▶ **WHAT TO DO**
Reproduce only the lines that run from the line with "Task: Indicate the c-130" to the last line of the material, both ends included, exactly as they appear.

── RECORDS FOR THE EXERCISE ──

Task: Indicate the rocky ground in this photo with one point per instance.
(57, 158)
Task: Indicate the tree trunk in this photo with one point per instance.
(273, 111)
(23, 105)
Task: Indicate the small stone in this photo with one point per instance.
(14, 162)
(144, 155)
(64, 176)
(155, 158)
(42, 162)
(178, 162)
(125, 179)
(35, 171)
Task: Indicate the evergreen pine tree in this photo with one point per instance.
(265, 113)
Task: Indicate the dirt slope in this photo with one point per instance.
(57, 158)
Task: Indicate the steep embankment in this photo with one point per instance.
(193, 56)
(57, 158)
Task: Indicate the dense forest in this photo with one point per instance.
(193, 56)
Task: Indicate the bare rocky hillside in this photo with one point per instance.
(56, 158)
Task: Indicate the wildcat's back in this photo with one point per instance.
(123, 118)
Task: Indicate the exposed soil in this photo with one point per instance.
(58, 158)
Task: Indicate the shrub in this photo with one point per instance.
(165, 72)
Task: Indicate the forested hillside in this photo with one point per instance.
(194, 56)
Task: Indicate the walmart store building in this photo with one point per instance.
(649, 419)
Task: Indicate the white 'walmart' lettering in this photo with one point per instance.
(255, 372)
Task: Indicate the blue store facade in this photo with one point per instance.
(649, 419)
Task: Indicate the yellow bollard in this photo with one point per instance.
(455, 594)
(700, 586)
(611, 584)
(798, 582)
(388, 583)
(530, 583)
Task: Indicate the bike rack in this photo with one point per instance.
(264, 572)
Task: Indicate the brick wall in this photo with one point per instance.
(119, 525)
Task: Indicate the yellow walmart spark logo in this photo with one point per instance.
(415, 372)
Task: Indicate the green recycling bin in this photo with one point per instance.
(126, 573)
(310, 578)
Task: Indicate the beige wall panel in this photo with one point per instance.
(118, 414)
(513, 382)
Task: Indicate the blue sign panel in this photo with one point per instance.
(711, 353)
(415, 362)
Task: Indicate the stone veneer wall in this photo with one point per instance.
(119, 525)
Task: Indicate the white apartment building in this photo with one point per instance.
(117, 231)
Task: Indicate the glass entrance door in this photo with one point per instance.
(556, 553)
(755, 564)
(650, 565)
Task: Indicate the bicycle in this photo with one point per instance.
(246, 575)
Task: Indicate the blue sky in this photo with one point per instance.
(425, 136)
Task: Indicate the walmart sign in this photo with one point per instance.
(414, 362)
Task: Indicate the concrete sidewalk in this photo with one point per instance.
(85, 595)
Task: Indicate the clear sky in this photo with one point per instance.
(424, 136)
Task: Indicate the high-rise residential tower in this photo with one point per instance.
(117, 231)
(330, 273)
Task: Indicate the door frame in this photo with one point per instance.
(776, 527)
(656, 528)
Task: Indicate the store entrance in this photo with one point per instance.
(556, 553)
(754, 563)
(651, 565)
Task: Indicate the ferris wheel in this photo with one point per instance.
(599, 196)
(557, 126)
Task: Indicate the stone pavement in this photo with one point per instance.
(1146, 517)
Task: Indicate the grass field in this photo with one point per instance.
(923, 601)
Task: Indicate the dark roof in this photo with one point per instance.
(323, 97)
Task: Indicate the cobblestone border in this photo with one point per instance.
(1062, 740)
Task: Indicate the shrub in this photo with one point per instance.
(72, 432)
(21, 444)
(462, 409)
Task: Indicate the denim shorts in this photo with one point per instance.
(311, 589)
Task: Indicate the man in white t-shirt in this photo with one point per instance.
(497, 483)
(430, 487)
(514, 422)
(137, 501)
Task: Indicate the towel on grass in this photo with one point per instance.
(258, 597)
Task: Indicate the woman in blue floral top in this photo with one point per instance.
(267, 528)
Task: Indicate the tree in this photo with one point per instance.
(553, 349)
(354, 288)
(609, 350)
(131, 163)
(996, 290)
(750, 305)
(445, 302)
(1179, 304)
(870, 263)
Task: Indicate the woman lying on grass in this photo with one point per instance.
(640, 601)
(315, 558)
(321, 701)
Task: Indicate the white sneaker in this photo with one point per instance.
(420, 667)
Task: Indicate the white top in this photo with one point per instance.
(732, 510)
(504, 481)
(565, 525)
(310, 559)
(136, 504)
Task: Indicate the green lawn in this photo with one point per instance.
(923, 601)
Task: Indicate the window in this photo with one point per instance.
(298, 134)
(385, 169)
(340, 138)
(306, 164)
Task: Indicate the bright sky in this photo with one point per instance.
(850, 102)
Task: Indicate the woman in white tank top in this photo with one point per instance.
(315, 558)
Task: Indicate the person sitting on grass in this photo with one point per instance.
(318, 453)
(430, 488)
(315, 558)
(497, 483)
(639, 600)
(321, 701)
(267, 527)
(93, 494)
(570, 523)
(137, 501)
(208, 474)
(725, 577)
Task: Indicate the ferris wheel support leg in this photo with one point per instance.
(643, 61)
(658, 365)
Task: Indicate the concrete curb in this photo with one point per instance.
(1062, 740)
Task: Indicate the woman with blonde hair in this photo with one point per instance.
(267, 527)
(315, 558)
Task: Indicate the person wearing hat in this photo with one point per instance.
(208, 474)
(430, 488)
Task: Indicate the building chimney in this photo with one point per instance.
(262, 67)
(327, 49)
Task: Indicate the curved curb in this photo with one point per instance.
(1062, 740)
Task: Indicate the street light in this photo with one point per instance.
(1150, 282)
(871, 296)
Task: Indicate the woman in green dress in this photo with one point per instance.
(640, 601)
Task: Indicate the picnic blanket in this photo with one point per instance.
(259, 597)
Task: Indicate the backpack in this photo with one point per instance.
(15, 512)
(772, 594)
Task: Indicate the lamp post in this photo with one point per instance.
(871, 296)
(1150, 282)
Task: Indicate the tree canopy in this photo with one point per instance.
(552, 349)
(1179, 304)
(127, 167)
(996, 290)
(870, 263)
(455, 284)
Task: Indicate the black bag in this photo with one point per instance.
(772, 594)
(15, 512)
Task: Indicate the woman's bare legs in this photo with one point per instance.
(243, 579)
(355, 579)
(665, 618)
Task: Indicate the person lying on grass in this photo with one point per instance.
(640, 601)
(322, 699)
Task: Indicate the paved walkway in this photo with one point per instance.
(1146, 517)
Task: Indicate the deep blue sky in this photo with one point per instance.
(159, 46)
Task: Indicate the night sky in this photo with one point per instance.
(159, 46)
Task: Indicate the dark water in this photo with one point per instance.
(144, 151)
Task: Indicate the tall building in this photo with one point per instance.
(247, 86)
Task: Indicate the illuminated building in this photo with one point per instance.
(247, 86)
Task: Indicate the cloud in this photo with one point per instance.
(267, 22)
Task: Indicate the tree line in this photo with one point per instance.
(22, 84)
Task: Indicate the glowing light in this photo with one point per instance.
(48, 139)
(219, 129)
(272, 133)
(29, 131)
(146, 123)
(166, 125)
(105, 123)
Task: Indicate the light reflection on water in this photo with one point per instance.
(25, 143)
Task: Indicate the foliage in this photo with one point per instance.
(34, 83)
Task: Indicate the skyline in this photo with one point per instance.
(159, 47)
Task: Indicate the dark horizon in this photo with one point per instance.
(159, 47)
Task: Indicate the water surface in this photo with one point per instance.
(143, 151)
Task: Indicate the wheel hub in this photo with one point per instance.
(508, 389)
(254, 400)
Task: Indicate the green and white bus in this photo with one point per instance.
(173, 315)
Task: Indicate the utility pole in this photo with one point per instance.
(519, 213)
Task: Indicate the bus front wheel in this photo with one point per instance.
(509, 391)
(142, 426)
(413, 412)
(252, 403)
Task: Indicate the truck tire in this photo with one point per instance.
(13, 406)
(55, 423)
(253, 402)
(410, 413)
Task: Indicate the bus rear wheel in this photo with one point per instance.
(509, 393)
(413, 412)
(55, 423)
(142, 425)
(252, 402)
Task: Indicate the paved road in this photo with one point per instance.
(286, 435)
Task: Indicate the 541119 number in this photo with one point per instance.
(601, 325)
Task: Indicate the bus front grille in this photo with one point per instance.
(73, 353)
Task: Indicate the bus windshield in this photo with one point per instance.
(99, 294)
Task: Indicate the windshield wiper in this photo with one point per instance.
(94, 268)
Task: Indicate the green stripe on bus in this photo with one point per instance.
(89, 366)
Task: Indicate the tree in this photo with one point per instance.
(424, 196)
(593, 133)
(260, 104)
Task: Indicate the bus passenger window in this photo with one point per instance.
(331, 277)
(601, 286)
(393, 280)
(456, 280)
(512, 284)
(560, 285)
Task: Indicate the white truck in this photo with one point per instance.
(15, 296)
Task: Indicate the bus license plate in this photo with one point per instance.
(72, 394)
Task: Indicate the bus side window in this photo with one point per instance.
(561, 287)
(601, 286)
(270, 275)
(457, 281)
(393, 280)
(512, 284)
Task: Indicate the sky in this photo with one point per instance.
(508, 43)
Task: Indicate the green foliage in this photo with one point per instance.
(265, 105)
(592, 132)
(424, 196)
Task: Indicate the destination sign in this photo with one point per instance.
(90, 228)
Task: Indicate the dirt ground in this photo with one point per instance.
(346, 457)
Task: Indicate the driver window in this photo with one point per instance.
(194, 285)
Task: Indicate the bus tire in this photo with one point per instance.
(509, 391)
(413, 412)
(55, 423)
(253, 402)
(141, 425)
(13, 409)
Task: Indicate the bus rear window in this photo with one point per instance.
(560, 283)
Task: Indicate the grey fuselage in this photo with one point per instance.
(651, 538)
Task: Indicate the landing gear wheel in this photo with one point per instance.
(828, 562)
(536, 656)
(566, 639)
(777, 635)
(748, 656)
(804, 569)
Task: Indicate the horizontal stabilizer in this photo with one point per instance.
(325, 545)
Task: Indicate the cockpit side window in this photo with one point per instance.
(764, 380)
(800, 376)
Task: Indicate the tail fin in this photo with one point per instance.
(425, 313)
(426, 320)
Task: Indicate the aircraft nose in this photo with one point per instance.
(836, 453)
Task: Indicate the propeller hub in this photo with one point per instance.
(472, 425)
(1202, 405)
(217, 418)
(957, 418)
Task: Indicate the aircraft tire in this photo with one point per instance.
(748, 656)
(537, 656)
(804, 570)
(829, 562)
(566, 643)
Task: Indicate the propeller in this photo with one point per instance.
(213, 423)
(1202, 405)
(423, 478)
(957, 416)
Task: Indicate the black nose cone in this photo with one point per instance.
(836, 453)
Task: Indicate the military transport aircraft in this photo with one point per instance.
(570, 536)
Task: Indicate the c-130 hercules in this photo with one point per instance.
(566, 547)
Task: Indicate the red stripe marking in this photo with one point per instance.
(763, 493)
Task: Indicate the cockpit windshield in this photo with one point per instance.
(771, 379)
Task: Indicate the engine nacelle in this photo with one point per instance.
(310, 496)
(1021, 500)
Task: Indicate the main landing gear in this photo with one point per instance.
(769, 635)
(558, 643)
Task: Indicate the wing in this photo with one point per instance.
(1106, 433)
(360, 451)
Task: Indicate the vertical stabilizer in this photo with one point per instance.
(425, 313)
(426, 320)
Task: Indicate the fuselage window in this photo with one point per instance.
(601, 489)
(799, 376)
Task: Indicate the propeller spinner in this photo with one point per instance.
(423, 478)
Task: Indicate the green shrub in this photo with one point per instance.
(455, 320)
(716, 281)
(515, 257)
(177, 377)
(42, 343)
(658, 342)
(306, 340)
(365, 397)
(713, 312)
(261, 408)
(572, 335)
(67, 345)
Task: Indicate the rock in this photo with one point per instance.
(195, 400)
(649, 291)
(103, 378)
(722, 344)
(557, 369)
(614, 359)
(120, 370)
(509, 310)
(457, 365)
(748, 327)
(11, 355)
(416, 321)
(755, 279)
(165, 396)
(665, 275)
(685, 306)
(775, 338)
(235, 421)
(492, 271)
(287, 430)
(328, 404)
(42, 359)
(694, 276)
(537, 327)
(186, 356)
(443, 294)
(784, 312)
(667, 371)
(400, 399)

───

▶ **RESULT**
Task: Indicate the c-130 hercules in this photo with one point per instance.
(566, 547)
Task: Indicate the red stripe marking in this photo with one point per instance.
(763, 493)
Task: Indicate the cockpit windshield in this photo with one point per instance.
(771, 379)
Task: Indicate the engine nacelle in this photo with one point per instance.
(310, 496)
(1021, 500)
Task: Indicate the main landing gear in this photo with one point per instance.
(769, 635)
(558, 643)
Task: Indicate the wing in this photo with one point per instance.
(1106, 433)
(360, 451)
Task: Indicate the vertical stabilizer in this photo with one point per instance.
(425, 313)
(426, 320)
Task: Indicate the fuselage window in this photo with one point per instance.
(601, 489)
(799, 376)
Task: Indicate the propeller spinner in this photo with one point per instance.
(423, 478)
Task: Indicate the green shrub in this photo with one point per instance.
(455, 320)
(716, 281)
(515, 257)
(177, 377)
(42, 343)
(658, 342)
(306, 340)
(365, 397)
(713, 312)
(261, 408)
(572, 335)
(67, 345)
Task: Indicate the rock in this photo with one point per instance.
(195, 400)
(649, 291)
(103, 378)
(722, 344)
(557, 369)
(614, 359)
(120, 370)
(509, 310)
(457, 365)
(748, 327)
(11, 355)
(416, 321)
(755, 279)
(165, 396)
(665, 275)
(685, 306)
(775, 338)
(235, 421)
(492, 271)
(287, 430)
(328, 404)
(42, 359)
(694, 276)
(537, 327)
(186, 356)
(443, 294)
(784, 312)
(667, 371)
(400, 399)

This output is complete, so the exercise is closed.